### Job
Please answer from the deployment passage: how many services does it prefer to run on each host or container?

### Given passage
#####

One thing which can be necessary or at least helpful regarding this is to make sure to have a deployment tool or process as easy to use as possible, which likely means as automated as possible. You’d pretty much want to be able to deploy any version of any service in any environment anytime. Make sure the rollback case is handled as well! Overall make sure the developers are comfortable with and confident in the build and deploy tools, if not, they will be reluctant to deploy as often as you want them to.

About where these services are deployed, it is preferred to have one service per host or container. This has been made much easier and more standard lately thanks to Docker though. To this extent consider treating your infrastructure as immutable and reproducible by having it version controlled with a tool like Terraform for example and to automate the scheduling of your containers with a tool like Kubernetes for example.

7- Testing

There are plenty of different names and even more meanings associated to each of these names to describe the usual test pyramid. But overall the ideas are that you’d want different categories of tests with different goals and requirements. At the bottom you want a lot of automated unit tests, they are meant to be written by the developers as they develop with the goal to help them do their job faster and with better confidence in the quality of the work. What exactly is a unit can be discussed pretty much endlessly… But something small and isolated (usually by mocking or stubbing other components it might interact with).

#####

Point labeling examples
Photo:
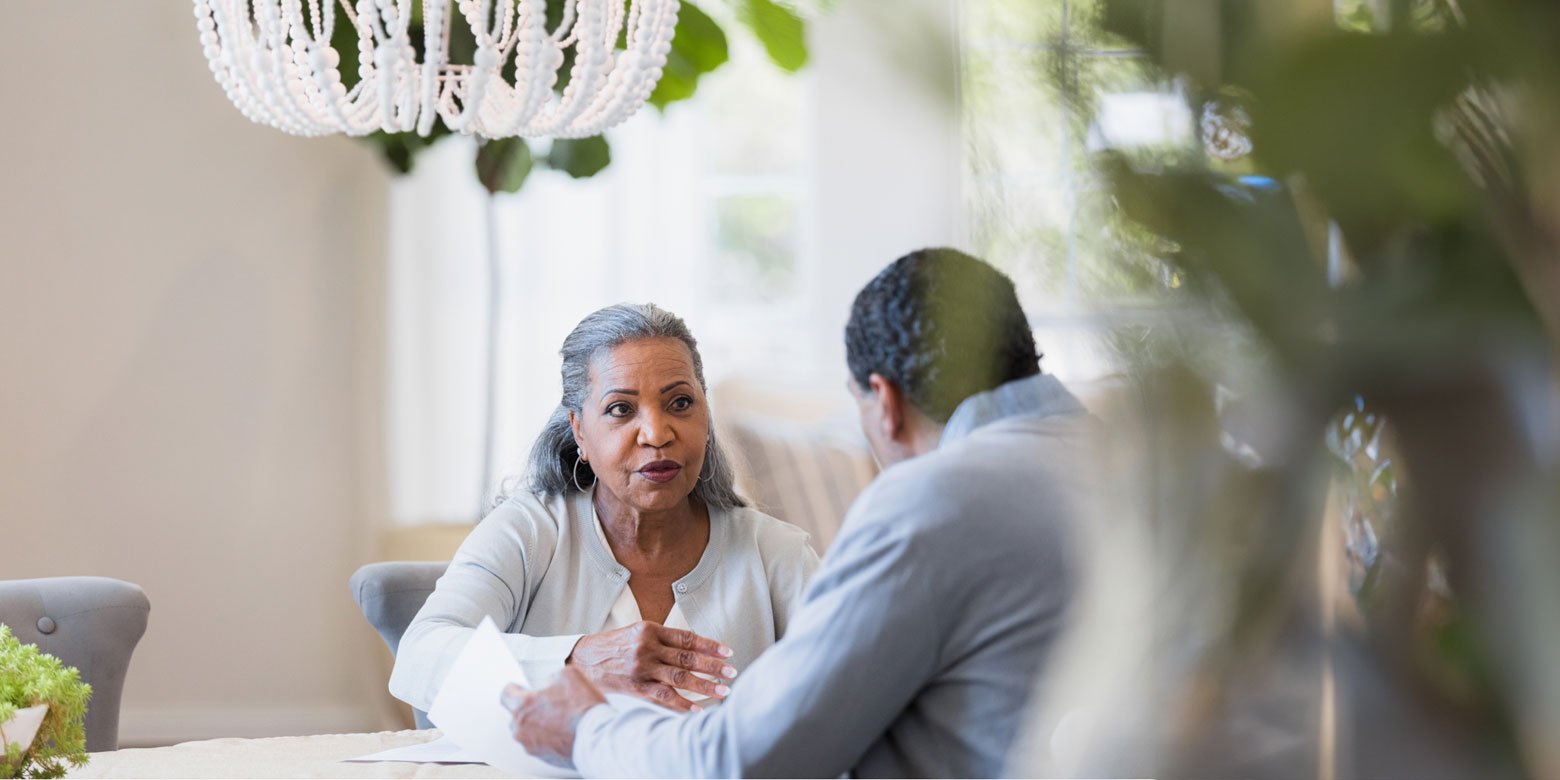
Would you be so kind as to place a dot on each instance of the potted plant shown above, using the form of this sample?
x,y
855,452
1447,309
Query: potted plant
x,y
42,712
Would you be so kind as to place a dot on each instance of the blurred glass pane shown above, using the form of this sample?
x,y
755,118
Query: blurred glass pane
x,y
1014,120
1022,230
1084,27
999,22
1114,256
755,250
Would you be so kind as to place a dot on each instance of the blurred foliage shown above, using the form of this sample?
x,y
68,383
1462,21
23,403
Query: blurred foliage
x,y
699,47
1392,244
30,677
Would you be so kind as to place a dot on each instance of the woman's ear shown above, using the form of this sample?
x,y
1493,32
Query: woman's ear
x,y
579,436
889,406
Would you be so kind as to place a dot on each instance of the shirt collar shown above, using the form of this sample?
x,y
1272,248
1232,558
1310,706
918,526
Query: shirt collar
x,y
1039,395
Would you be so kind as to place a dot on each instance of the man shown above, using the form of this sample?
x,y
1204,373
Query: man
x,y
924,631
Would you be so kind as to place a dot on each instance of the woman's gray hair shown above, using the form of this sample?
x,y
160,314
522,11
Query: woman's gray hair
x,y
554,457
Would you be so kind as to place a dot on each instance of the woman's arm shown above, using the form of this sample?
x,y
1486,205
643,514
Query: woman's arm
x,y
790,563
487,577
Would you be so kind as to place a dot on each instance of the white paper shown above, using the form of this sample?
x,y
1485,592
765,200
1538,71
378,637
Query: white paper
x,y
442,751
471,713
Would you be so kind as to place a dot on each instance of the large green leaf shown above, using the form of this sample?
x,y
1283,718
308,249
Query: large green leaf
x,y
779,30
579,158
698,47
503,164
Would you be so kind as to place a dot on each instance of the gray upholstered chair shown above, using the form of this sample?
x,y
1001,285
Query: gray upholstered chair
x,y
89,623
390,593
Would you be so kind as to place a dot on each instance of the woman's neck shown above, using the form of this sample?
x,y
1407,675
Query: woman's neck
x,y
648,534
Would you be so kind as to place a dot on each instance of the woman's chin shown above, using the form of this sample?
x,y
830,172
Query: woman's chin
x,y
659,496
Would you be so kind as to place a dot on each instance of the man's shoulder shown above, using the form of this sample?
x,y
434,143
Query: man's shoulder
x,y
1010,462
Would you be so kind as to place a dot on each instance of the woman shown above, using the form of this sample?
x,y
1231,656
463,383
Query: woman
x,y
631,556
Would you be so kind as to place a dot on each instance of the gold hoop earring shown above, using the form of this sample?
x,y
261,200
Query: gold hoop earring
x,y
579,457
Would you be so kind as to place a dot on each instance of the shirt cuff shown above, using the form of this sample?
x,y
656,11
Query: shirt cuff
x,y
584,735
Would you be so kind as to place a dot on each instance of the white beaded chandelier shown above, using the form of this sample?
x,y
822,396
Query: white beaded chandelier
x,y
276,64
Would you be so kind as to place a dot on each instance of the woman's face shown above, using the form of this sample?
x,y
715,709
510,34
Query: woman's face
x,y
643,425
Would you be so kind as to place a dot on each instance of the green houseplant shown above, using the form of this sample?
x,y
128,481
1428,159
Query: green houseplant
x,y
1381,278
30,677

#####

### Solution below
One service per host or container.